What is being asked -> Count the lines in the material below that contain the word "second". Reply with the number alone.

Materials provided ->
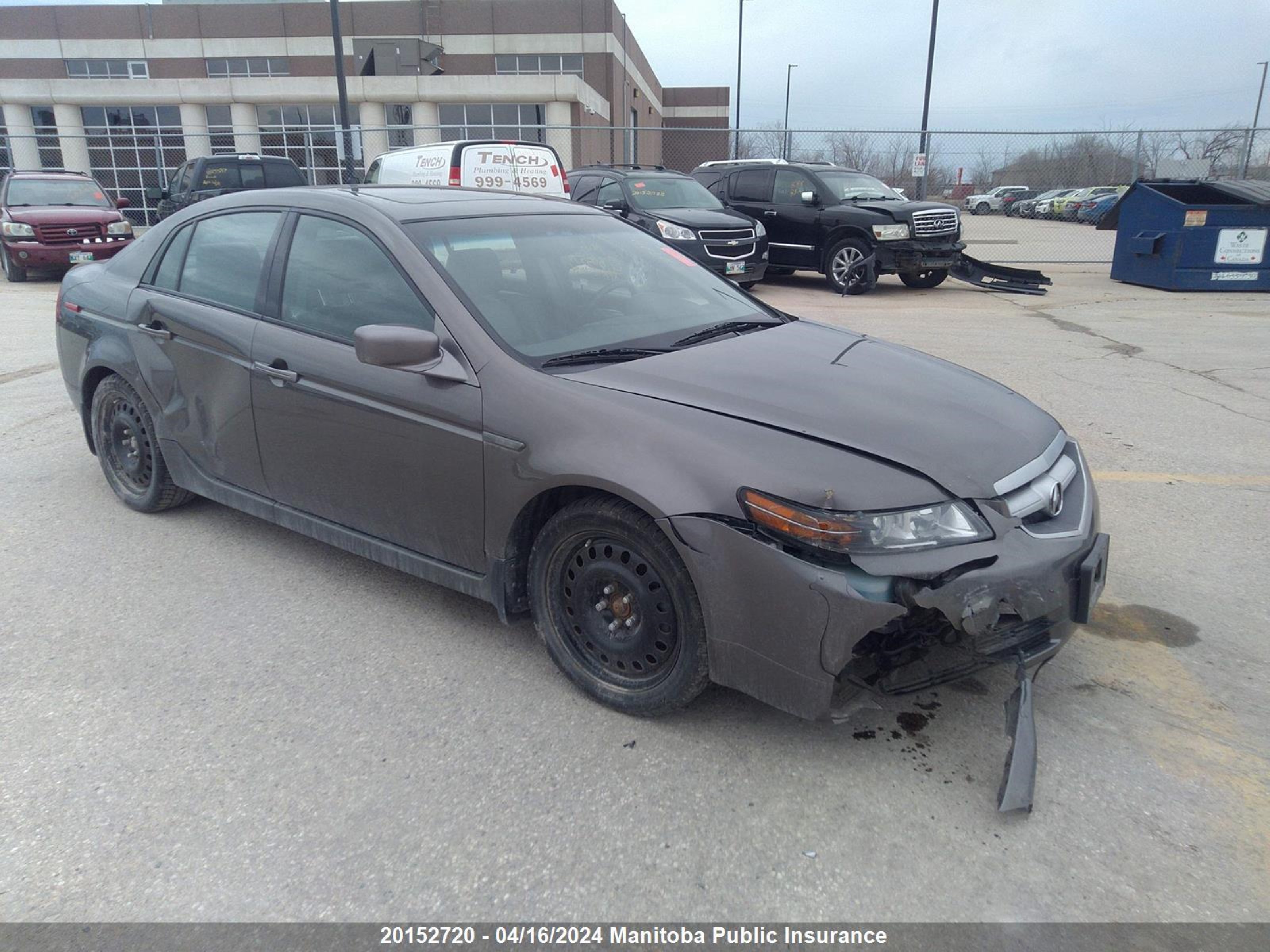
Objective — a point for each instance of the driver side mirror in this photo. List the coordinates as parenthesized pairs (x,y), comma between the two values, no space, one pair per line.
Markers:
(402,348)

==

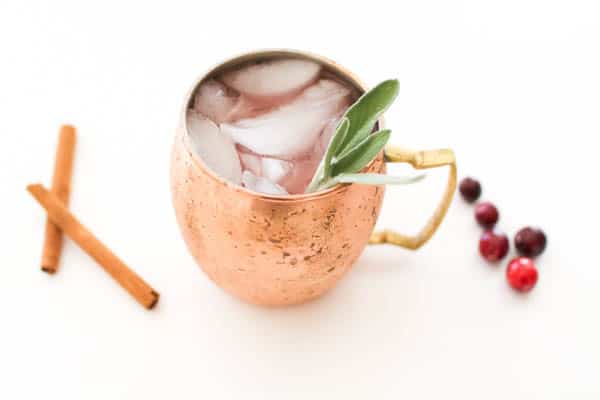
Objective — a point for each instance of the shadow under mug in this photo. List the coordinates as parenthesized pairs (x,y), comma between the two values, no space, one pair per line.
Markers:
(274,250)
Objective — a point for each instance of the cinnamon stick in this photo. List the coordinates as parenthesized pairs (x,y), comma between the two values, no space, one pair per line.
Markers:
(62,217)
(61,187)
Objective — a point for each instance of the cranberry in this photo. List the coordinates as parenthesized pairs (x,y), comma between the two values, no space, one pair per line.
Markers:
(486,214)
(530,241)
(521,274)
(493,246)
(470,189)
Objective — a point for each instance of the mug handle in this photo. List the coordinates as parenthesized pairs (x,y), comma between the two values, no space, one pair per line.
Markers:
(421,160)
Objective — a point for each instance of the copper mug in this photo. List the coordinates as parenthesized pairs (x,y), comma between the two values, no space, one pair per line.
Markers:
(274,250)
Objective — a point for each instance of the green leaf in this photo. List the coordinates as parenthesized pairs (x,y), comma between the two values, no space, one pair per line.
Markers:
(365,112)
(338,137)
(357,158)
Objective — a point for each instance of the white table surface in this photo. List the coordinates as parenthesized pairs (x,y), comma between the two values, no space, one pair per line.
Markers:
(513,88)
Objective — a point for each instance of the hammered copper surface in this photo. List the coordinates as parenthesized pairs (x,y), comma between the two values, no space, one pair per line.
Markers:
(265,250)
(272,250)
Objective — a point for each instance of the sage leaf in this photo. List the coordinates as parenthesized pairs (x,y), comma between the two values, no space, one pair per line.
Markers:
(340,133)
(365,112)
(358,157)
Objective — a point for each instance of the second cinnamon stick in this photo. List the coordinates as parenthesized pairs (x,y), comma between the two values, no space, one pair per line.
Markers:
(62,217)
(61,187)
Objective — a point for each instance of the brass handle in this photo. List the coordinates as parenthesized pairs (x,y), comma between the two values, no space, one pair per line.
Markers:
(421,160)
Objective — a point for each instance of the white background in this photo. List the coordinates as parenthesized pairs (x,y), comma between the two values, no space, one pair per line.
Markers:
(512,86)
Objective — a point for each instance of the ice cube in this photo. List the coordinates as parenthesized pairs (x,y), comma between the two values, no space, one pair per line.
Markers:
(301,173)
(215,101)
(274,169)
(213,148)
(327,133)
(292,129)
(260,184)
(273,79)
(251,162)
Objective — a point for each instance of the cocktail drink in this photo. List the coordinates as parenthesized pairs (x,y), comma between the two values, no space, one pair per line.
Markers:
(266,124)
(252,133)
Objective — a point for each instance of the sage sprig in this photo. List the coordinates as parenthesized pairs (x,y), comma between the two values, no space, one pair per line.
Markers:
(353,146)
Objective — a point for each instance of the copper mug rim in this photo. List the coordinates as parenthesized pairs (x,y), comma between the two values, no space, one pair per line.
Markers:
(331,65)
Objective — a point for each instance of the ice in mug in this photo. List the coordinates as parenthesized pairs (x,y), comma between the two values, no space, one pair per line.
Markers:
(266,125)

Solution to the problem -> 1